“Here’s a new realization in medical research that things need to be done quickly, and that they can be done quickly.” This realization didn’t come from researchers, but from a businessman—Michael Milken. Milken advocates the use of financial innovation as the means to solve such global challenges as climate change and poverty, as well as disease—big problems that may be more effectively addressed with the power of capital markets than with philanthropy or government mandates alone.
More than 35 years ago, philanthropist, financier, and Wharton School alumnus Milken began applying the innovations he developed during his studies at Wharton to revolutionize modern capital markets through the introduction of high yield bonds (also known as junk bonds) and more than 50 other financial instruments.
The financing markets continue to bear his imprint. An editor of Harvard Business Review later wrote, “Much of the strength and resilience of the economy today—including its ability to rebound in times of adversity—is due to the way people using Milken’s financing vehicles remade ailing companies or put their entrepreneurial zeal to work … Milken created a tremendous pool of liquidity and guided its use with surgical precision.” Yet Milken became a magnet for controversy in the late 1980s. A laudatory November 2004 Fortune story claimed, “Not since the days of J.P. Morgan had any financier left so deep a mark on corporate America or stirred so many conflicting passions.…”

EXERCISE DATA
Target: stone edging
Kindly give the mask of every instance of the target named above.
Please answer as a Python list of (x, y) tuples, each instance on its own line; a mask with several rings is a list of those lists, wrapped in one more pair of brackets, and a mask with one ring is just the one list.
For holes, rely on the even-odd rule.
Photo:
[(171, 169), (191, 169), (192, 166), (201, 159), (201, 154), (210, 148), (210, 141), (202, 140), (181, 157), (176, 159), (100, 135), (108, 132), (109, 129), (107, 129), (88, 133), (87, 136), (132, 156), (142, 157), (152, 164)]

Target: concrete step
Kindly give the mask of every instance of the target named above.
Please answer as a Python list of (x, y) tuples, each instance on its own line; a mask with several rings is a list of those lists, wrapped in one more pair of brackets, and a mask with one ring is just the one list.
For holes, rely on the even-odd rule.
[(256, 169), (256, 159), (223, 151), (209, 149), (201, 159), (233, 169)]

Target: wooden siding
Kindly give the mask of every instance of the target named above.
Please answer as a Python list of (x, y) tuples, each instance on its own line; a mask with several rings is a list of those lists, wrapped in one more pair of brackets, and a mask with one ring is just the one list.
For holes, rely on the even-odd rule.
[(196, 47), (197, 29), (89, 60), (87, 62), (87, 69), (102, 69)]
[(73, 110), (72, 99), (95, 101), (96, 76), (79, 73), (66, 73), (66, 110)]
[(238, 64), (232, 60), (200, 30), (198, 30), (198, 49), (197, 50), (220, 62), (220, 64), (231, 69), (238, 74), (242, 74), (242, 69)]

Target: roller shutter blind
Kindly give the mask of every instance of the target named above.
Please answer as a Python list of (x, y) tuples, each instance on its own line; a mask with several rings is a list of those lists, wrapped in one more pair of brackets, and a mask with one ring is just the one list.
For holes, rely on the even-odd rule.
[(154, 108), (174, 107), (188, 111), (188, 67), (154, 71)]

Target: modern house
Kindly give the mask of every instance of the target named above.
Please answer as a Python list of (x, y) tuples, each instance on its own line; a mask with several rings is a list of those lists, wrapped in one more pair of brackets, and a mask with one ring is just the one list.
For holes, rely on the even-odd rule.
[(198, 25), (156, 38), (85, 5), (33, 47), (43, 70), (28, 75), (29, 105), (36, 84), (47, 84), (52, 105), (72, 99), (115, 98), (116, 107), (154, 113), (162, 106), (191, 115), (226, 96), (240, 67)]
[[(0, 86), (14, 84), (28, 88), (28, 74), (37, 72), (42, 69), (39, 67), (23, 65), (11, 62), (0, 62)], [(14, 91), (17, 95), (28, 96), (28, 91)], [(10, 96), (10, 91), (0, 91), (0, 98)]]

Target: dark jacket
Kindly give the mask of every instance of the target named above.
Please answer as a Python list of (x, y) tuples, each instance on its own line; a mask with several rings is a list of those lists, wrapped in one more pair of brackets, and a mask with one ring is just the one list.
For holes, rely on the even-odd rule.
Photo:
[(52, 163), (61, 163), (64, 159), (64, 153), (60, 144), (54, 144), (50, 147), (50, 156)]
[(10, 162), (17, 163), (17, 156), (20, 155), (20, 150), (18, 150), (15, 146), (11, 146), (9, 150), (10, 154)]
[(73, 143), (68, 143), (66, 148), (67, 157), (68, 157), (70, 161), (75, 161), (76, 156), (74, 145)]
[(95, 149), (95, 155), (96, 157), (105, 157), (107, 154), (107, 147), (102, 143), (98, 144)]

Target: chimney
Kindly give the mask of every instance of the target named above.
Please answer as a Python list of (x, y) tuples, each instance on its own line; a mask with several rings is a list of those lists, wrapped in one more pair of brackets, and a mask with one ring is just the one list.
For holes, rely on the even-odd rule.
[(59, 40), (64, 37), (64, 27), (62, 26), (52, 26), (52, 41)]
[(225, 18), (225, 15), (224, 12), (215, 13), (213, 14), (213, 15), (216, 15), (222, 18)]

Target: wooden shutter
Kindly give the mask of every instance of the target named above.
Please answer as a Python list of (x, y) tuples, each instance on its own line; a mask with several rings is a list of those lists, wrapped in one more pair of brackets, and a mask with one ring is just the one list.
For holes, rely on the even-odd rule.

EXERCISE TASKS
1. Reproduce the passage about Michael Milken word for word, starting with "More than 35" and going on through "other financial instruments.".
2. Write the next part of the text about Michael Milken, picking up after its last sentence.

ANSWERS GIVEN
1.
More than 35 years ago, philanthropist, financier, and Wharton School alumnus Milken began applying the innovations he developed during his studies at Wharton to revolutionize modern capital markets through the introduction of high yield bonds (also known as junk bonds) and more than 50 other financial instruments.

2.
Just a few years after starting in business, Milken started to engage his business innovations in philanthropy. Today he is ranked not only as one of the leading economic innovators in the United States, but also as one of the most generous living Americans.
During the past 30 years, he and his family have given more than $750 million to medical research and education. Their Milken Family Foundation has created models in how philanthropy can advance education, youth programs, inner-city solutions, pediatric neurology, and treatments for various forms of cancer. Other endeavors include the Milken Institute, a non-partisan economic think tank; the Prostate Cancer Foundation, the world’s largest philanthropic source of funds for prostate cancer research; and Faster-Cures, an “action tank” dedicated to removing the barriers that slow the discovery and development of new medical solutions.
The 2004 Fortune profile, which dubbed Milken “The Man Who Changed Medicine,” reported that in the fight against prostate cancer he “has energized the medical establishment in a quest for a cure. Now thousands of men are living longer—and leaders everywhere are taking notice.”